→ **Extract**

= = = = =

Other confounding factors

Several factors cloud the accuracy and reporting of data, including problematic data collection, the impact of using antivirals, and a lack of data from previous pandemics.

Problematic data collection. In general, countries affected by H5N1 have moved toward more complete reporting, but Indonesia is notable because it has purposefully withheld its H5N1 viruses and sought publicity over this action to highlight the need to improve access to H5N1 and pandemic vaccines for all countries, Fukuda says. "WHO is in complete agreement with the need for more equitable access to these resources but also believes that all countries should, at the same time, support global surveillance, including virus sharing, for influenza," he says. "For influenza, even Indonesia acknowledges the importance of virus sharing for the purpose of mutual protection against this threat."

Antiviral use. Treating a patient with the antiviral oseltamivir (Tamiflu) can suppress viral growth, potentially resulting in a false-negative test for H5N1, Dworkin says. If, for example, a patient with suspected H5N1 is hospitalized, given Tamiflu, and then tested for H5N1 and the result is negative, the patient's case would not be recorded as positive—even though the patient may truly be infected with H5N1.

Lack of historical data. Predicting the course of a pandemic also is difficult, given incomplete or nonexistent data collection from previous pandemics, according to Dworkin. "What we really need is a complete and total understanding of the natural history of pandemics, from the time that they start to the time that they're over," he says. "We simply need to be prudent about what we do know," which at this time is that H5N1 is still making people ill and recurring in the bird population, its spread may be related to the commercial poultry industry and the smuggling of poultry, and it has a high CFR.

H5N1 in birds

Joseph Domenech, chief veterinary officer of the Food and Agriculture Organization (FAO) of the United Nations in Rome, reports fewer H5N1 outbreaks in poultry—the main source of the virus—this year than at the same time last year. He also says that although many countries have managed to contain the virus through quick action, the threat of H5N1 gaining efficiency in human-to-human transmission has not disappeared. "Globally, the situation is a lot better," he says of H5N1 infection in poultry. "A lot of countries have been able to get rid of the disease, but it doesn't mean that we are satisfactory and there is no reason to worry. There are still a lot of reasons to worry."

= = = = =

→ **Extracted records**

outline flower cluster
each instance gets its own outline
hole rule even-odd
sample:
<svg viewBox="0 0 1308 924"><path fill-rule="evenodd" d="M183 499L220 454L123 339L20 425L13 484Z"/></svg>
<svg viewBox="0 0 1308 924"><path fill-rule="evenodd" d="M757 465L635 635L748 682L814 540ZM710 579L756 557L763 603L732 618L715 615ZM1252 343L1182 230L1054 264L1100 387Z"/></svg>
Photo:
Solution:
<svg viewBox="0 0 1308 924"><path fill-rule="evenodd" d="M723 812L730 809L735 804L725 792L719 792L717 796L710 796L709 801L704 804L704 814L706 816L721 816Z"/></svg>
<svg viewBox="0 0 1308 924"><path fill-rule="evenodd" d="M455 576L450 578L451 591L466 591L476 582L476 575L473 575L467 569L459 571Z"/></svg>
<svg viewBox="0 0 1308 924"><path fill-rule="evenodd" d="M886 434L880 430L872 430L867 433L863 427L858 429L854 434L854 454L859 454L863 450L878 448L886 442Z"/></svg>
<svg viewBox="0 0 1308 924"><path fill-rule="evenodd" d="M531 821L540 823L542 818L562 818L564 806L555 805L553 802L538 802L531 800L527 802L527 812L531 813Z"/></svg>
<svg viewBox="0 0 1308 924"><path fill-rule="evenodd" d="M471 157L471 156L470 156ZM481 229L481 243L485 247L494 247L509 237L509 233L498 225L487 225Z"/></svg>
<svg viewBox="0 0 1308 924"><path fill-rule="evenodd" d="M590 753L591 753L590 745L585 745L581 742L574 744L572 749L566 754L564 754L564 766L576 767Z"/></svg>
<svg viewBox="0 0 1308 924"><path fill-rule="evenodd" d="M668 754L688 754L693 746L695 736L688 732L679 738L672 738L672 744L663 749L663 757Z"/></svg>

= = = = =

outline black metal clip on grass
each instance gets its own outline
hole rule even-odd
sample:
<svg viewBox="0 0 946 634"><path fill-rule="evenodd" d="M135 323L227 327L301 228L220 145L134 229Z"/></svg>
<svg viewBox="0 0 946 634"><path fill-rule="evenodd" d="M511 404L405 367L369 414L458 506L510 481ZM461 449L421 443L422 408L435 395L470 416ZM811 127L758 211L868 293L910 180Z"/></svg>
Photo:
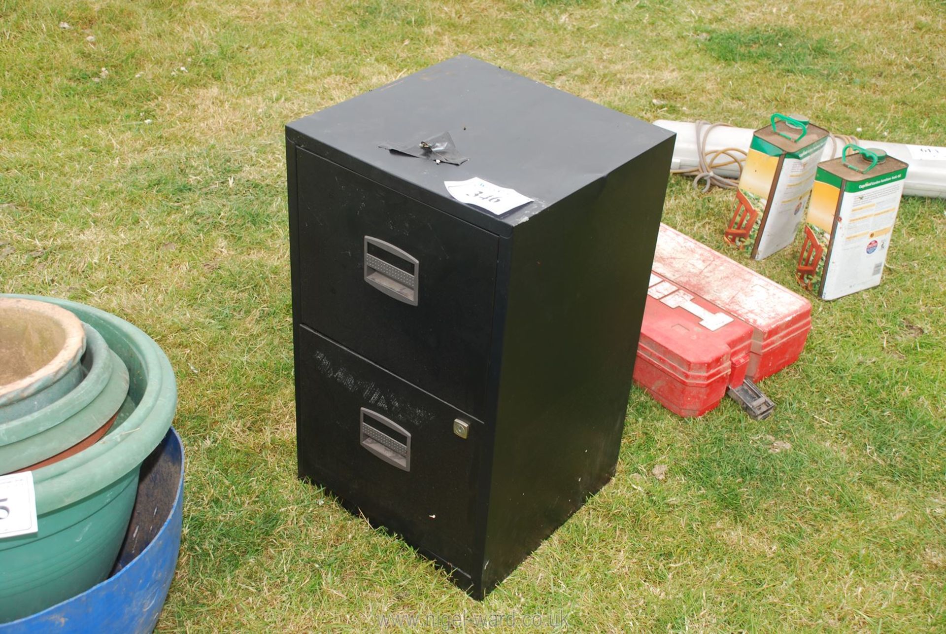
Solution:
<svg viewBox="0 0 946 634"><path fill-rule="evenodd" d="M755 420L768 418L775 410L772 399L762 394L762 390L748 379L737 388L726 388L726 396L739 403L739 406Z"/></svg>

= = = = =

→ **Task item A**
According to the extract on H5N1, which antiviral can suppress viral growth and possibly produce a false-negative H5N1 test?
→ **Task item B**
Translate this sentence from the extract on H5N1 into Spanish: "Treating a patient with the antiviral oseltamivir (Tamiflu) can suppress viral growth, potentially resulting in a false-negative test for H5N1, Dworkin says."

→ **Answer area A**
Oseltamivir (Tamiflu).

→ **Answer area B**
Tratar a un paciente con el antiviral oseltamivir (Tamiflu) puede suprimir el crecimiento viral, lo que podría dar lugar a un resultado falso negativo en la prueba de H5N1, dice Dworkin.